**INSTRUCTION 1:**
Copy the pandas notebook code on parallel date conversion below exactly as it appears, from start to finish.

In [1]:
import pandas as pd
import numpy as np
from multiprocessing import Pool

In [3]:
%%time
data=pd.DataFrame()
data_input=pd.read_csv('data/train-sample_October_9_2012_v2.csv')

CPU times: user 2 s, sys: 156 ms, total: 2.16 s
Wall time: 3.33 s


In [4]:
num_partitions = 12 #number of partitions to split dataframe
num_cores = 12 #number of cores on your machine

In [5]:
def parallelize_dataframe(df, func):
    df_split = np.array_split(df, num_partitions)
    pool = Pool(num_cores)
    df = np.concatenate(pool.map(func, df_split))
    pool.close()
    pool.join()
    return df

In [6]:
def convert_string_to_date(data):
    return pd.to_datetime(data)    

In [7]:
%%time
post_val=data_input['PostCreationDate'].values
post_creation_date = parallelize_dataframe(post_val, convert_string_to_date)

CPU times: user 44 ms, sys: 68 ms, total: 112 ms
Wall time: 5.19 s


In [8]:
%%time
owner_val=data_input['OwnerCreationDate'].values
owner_creation_date = parallelize_dataframe(owner_val, convert_string_to_date)

CPU times: user 44 ms, sys: 68 ms, total: 112 ms
Wall time: 5.59 s


In [9]:
data_input.drop('PostCreationDate',axis=1,inplace=True)

In [10]:
data_input.drop('OwnerCreationDate',axis=1,inplace=True)

**DATA SHOWN:**

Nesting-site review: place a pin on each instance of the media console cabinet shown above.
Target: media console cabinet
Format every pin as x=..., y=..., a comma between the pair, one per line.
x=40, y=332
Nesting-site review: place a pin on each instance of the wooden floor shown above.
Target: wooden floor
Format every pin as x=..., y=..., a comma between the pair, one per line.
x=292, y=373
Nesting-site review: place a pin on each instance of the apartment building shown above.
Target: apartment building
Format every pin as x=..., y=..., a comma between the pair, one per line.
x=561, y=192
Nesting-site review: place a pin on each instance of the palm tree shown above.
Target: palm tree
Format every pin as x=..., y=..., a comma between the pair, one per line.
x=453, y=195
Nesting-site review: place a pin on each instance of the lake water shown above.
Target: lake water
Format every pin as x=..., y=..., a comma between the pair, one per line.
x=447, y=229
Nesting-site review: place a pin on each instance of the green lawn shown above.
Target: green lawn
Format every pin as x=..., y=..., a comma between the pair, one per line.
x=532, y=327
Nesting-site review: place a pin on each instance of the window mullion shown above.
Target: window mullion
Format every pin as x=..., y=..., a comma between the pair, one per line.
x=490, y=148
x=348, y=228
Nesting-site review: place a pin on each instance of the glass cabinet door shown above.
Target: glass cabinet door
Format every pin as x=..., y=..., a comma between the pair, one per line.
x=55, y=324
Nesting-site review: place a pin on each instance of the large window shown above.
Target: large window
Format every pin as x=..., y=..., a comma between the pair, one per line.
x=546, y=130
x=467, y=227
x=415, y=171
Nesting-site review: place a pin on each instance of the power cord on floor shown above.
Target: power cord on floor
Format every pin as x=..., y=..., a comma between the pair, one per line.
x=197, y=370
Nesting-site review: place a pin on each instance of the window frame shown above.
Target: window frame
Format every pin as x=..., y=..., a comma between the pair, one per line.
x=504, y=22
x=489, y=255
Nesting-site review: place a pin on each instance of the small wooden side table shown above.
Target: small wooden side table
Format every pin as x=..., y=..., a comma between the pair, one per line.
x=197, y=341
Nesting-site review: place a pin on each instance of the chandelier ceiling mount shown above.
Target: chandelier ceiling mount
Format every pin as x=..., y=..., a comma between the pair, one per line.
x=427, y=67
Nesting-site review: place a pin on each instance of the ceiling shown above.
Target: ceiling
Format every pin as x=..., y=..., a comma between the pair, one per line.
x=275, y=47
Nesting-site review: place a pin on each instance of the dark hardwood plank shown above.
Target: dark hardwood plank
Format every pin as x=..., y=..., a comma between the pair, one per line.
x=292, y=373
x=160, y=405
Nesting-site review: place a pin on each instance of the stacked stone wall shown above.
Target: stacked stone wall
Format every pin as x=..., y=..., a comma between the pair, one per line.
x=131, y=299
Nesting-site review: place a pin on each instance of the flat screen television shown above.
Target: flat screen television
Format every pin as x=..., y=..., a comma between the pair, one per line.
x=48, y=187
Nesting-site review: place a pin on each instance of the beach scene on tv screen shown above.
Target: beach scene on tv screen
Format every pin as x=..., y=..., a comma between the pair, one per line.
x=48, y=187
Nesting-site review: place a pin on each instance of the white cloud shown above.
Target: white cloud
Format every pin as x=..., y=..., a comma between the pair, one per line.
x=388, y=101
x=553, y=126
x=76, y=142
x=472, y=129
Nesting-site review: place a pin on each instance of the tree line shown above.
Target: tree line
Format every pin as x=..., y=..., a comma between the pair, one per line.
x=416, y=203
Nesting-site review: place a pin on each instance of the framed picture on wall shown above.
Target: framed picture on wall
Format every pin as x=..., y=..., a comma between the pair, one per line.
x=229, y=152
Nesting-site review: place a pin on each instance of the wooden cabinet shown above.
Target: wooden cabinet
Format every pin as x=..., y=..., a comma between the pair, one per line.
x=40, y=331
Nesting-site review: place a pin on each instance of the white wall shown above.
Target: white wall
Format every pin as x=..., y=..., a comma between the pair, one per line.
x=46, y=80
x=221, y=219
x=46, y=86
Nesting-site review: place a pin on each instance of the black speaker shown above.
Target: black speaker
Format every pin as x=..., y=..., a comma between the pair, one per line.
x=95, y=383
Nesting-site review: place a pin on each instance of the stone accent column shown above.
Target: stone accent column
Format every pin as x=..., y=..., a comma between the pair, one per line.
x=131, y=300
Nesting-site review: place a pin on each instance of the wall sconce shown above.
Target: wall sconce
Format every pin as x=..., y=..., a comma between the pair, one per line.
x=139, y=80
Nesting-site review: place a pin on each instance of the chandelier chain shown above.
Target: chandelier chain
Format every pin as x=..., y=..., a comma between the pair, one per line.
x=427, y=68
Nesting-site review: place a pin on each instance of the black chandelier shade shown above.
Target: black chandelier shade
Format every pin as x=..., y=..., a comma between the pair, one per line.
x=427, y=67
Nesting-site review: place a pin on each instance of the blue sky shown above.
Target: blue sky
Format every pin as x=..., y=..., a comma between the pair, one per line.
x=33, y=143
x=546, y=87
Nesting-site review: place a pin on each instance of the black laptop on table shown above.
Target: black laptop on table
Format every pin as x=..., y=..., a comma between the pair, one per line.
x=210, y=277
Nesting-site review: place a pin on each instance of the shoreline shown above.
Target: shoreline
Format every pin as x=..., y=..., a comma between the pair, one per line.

**INSTRUCTION 2:**
From the entries above, repeat the lines that begin at the one containing "Nesting-site review: place a pin on each instance of the tree" and end after the one containing "x=139, y=80", with both of those lines included.

**TASK RESPONSE 1:**
In [1]:
import pandas as pd
import numpy as np
from multiprocessing import Pool

In [3]:
%%time
data=pd.DataFrame()
data_input=pd.read_csv('data/train-sample_October_9_2012_v2.csv')

CPU times: user 2 s, sys: 156 ms, total: 2.16 s
Wall time: 3.33 s


In [4]:
num_partitions = 12 #number of partitions to split dataframe
num_cores = 12 #number of cores on your machine

In [5]:
def parallelize_dataframe(df, func):
    df_split = np.array_split(df, num_partitions)
    pool = Pool(num_cores)
    df = np.concatenate(pool.map(func, df_split))
    pool.close()
    pool.join()
    return df

In [6]:
def convert_string_to_date(data):
    return pd.to_datetime(data)    

In [7]:
%%time
post_val=data_input['PostCreationDate'].values
post_creation_date = parallelize_dataframe(post_val, convert_string_to_date)

CPU times: user 44 ms, sys: 68 ms, total: 112 ms
Wall time: 5.19 s


In [8]:
%%time
owner_val=data_input['OwnerCreationDate'].values
owner_creation_date = parallelize_dataframe(owner_val, convert_string_to_date)

CPU times: user 44 ms, sys: 68 ms, total: 112 ms
Wall time: 5.59 s


In [9]:
data_input.drop('PostCreationDate',axis=1,inplace=True)

In [10]:
data_input.drop('OwnerCreationDate',axis=1,inplace=True)

**TASK RESPONSE 2:**
Nesting-site review: place a pin on each instance of the tree line shown above.
Target: tree line
Format every pin as x=..., y=..., a comma between the pair, one per line.
x=416, y=203
Nesting-site review: place a pin on each instance of the framed picture on wall shown above.
Target: framed picture on wall
Format every pin as x=..., y=..., a comma between the pair, one per line.
x=229, y=152
Nesting-site review: place a pin on each instance of the wooden cabinet shown above.
Target: wooden cabinet
Format every pin as x=..., y=..., a comma between the pair, one per line.
x=40, y=331
Nesting-site review: place a pin on each instance of the white wall shown above.
Target: white wall
Format every pin as x=..., y=..., a comma between the pair, one per line.
x=46, y=80
x=221, y=219
x=46, y=86
Nesting-site review: place a pin on each instance of the black speaker shown above.
Target: black speaker
Format every pin as x=..., y=..., a comma between the pair, one per line.
x=95, y=383
Nesting-site review: place a pin on each instance of the stone accent column shown above.
Target: stone accent column
Format every pin as x=..., y=..., a comma between the pair, one per line.
x=131, y=300
Nesting-site review: place a pin on each instance of the wall sconce shown above.
Target: wall sconce
Format every pin as x=..., y=..., a comma between the pair, one per line.
x=139, y=80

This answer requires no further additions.